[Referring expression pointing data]
========================
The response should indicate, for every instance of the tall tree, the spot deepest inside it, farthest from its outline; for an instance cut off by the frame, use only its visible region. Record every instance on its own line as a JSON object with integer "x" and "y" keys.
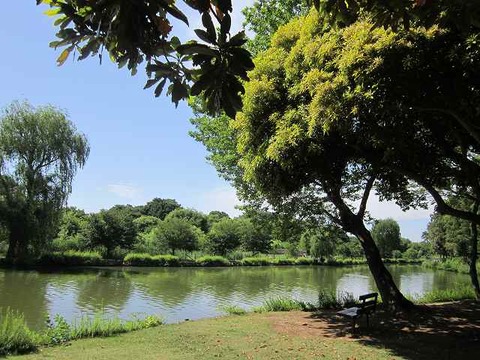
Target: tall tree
{"x": 40, "y": 153}
{"x": 134, "y": 33}
{"x": 160, "y": 207}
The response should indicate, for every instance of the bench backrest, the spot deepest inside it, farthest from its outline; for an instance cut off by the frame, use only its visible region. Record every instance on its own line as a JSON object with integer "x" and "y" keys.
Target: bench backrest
{"x": 368, "y": 302}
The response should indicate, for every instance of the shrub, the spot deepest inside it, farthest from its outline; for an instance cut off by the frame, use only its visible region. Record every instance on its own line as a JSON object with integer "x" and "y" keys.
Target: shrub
{"x": 304, "y": 261}
{"x": 234, "y": 310}
{"x": 136, "y": 259}
{"x": 283, "y": 304}
{"x": 15, "y": 336}
{"x": 72, "y": 258}
{"x": 284, "y": 261}
{"x": 257, "y": 261}
{"x": 460, "y": 293}
{"x": 212, "y": 261}
{"x": 59, "y": 331}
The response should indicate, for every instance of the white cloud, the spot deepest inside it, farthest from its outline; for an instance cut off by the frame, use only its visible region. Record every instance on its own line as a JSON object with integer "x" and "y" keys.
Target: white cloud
{"x": 221, "y": 199}
{"x": 124, "y": 191}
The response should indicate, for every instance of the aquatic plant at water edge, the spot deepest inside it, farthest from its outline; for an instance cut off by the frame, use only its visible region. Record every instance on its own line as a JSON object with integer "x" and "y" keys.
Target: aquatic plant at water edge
{"x": 15, "y": 336}
{"x": 234, "y": 310}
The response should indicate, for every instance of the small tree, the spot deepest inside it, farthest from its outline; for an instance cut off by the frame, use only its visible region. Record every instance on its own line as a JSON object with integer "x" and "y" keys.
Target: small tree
{"x": 224, "y": 236}
{"x": 386, "y": 234}
{"x": 175, "y": 234}
{"x": 40, "y": 153}
{"x": 194, "y": 217}
{"x": 160, "y": 208}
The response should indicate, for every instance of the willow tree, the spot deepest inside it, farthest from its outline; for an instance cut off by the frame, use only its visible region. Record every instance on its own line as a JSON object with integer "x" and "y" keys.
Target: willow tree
{"x": 40, "y": 152}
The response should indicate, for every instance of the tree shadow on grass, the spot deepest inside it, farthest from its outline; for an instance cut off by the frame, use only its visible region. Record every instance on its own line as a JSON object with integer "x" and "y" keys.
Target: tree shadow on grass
{"x": 443, "y": 331}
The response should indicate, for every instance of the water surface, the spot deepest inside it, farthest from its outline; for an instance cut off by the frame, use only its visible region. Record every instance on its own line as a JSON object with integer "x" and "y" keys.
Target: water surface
{"x": 191, "y": 293}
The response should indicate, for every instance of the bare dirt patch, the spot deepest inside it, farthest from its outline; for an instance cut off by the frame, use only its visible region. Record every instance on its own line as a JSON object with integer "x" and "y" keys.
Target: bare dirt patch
{"x": 437, "y": 331}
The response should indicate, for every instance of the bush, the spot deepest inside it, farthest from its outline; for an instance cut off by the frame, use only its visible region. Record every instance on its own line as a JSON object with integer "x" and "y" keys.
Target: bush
{"x": 212, "y": 261}
{"x": 136, "y": 259}
{"x": 59, "y": 331}
{"x": 455, "y": 264}
{"x": 460, "y": 293}
{"x": 329, "y": 299}
{"x": 72, "y": 258}
{"x": 15, "y": 336}
{"x": 284, "y": 261}
{"x": 283, "y": 304}
{"x": 234, "y": 310}
{"x": 304, "y": 261}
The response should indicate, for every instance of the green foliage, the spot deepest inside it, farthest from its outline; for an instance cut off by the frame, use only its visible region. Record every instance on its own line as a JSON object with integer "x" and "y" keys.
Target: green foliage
{"x": 71, "y": 258}
{"x": 112, "y": 229}
{"x": 224, "y": 236}
{"x": 212, "y": 261}
{"x": 193, "y": 217}
{"x": 386, "y": 234}
{"x": 37, "y": 172}
{"x": 329, "y": 299}
{"x": 160, "y": 208}
{"x": 454, "y": 264}
{"x": 265, "y": 17}
{"x": 136, "y": 259}
{"x": 141, "y": 34}
{"x": 60, "y": 331}
{"x": 258, "y": 261}
{"x": 72, "y": 231}
{"x": 283, "y": 304}
{"x": 15, "y": 336}
{"x": 459, "y": 293}
{"x": 234, "y": 310}
{"x": 176, "y": 233}
{"x": 450, "y": 236}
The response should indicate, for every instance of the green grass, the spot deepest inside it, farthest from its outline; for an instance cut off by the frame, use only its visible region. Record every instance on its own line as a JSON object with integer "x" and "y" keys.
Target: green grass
{"x": 283, "y": 304}
{"x": 455, "y": 264}
{"x": 460, "y": 293}
{"x": 71, "y": 258}
{"x": 15, "y": 336}
{"x": 210, "y": 260}
{"x": 136, "y": 259}
{"x": 234, "y": 310}
{"x": 239, "y": 337}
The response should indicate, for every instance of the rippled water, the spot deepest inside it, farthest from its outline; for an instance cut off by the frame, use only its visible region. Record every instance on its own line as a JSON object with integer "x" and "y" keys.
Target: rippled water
{"x": 190, "y": 293}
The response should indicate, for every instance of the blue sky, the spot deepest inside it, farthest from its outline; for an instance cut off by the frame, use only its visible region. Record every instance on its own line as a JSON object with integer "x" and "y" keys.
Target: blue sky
{"x": 140, "y": 148}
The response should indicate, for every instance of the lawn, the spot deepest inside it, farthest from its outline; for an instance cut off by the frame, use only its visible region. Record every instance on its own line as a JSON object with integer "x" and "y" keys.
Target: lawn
{"x": 252, "y": 336}
{"x": 435, "y": 331}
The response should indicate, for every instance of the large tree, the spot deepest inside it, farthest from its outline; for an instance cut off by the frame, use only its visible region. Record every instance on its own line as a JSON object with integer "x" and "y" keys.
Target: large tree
{"x": 136, "y": 33}
{"x": 40, "y": 153}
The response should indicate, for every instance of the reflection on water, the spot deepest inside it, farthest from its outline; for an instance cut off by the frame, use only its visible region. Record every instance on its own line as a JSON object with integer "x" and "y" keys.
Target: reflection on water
{"x": 180, "y": 293}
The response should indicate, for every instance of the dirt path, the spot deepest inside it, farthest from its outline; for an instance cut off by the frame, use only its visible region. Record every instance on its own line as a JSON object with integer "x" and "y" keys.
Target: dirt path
{"x": 437, "y": 331}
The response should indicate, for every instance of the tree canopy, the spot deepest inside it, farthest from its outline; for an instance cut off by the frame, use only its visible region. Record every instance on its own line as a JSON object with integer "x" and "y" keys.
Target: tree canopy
{"x": 40, "y": 153}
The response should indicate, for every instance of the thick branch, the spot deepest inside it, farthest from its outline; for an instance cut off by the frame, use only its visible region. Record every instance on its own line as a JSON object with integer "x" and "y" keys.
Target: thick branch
{"x": 465, "y": 124}
{"x": 366, "y": 194}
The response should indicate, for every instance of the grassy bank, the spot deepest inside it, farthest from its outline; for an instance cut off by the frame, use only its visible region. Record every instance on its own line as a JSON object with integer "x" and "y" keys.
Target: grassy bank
{"x": 455, "y": 264}
{"x": 245, "y": 337}
{"x": 17, "y": 338}
{"x": 91, "y": 258}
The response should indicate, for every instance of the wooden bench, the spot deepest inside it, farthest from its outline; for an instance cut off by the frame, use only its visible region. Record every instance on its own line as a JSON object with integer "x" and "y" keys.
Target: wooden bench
{"x": 367, "y": 305}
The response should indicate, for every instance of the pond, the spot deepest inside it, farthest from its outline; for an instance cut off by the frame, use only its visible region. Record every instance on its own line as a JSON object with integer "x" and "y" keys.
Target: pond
{"x": 177, "y": 294}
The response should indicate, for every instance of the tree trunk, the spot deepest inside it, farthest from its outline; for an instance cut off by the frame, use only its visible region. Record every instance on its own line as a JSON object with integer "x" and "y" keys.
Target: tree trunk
{"x": 391, "y": 295}
{"x": 474, "y": 255}
{"x": 353, "y": 223}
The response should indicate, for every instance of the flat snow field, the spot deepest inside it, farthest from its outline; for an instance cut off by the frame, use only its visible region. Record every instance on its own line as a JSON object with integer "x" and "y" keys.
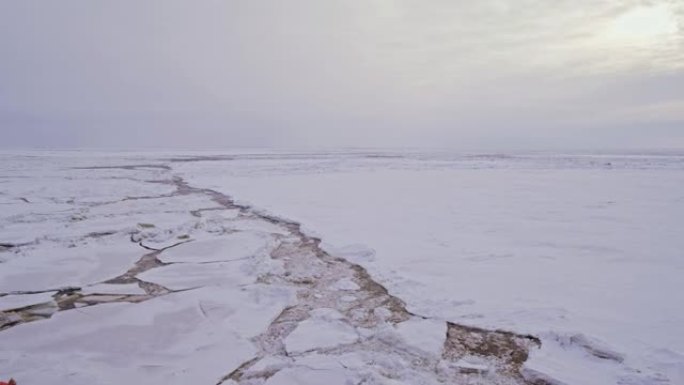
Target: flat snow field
{"x": 164, "y": 268}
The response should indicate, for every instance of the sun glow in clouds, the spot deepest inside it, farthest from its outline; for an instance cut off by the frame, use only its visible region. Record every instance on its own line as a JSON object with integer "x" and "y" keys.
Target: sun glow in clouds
{"x": 643, "y": 25}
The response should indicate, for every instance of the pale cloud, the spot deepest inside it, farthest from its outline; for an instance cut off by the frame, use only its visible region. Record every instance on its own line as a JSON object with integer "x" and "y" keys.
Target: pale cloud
{"x": 363, "y": 73}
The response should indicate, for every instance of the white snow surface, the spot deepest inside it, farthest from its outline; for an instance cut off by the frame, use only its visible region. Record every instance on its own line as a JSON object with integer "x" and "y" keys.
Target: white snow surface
{"x": 566, "y": 247}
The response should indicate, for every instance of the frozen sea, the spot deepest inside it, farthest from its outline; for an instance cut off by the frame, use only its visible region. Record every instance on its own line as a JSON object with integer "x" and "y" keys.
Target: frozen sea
{"x": 583, "y": 251}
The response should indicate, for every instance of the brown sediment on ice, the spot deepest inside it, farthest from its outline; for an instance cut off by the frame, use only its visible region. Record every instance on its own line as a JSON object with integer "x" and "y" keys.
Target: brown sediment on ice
{"x": 313, "y": 273}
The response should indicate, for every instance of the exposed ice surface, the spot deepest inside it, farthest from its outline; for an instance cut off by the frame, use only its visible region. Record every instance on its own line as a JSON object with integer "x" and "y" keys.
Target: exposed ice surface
{"x": 558, "y": 246}
{"x": 114, "y": 269}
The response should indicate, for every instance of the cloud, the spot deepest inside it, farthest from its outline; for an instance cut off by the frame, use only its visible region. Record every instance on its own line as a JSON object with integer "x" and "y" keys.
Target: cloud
{"x": 310, "y": 73}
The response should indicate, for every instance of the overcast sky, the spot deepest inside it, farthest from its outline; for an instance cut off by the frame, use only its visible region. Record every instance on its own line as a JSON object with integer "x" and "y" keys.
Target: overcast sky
{"x": 488, "y": 74}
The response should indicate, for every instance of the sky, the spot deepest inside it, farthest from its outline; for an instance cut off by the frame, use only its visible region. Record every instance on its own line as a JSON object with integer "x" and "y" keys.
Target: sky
{"x": 212, "y": 74}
========================
> **GOAL OF THE EXERCISE**
Would you retype the lines above from the one with "Target: bare dirt patch" down to the one with "green foliage, the", word for word, both ends included and no other lines?

> **SOLUTION**
Target: bare dirt patch
{"x": 437, "y": 331}
The response should indicate, for every instance of the bush, the spot deepest inside it, farthest from its outline; for an instance cut off by the frame, use only its visible region. Record every instance on its own line as a JSON object with integer "x" and "y" keys.
Target: bush
{"x": 212, "y": 261}
{"x": 136, "y": 259}
{"x": 59, "y": 331}
{"x": 455, "y": 264}
{"x": 460, "y": 293}
{"x": 329, "y": 299}
{"x": 72, "y": 258}
{"x": 15, "y": 336}
{"x": 284, "y": 261}
{"x": 283, "y": 304}
{"x": 234, "y": 310}
{"x": 304, "y": 261}
The response should indicate, for every instance of the green foliage, the spot deepest inside it, farthest from its outline; for an instance cut off by the frame, use only its visible region. Record every instance on its own line as a JSON object with integer "x" and "y" keys.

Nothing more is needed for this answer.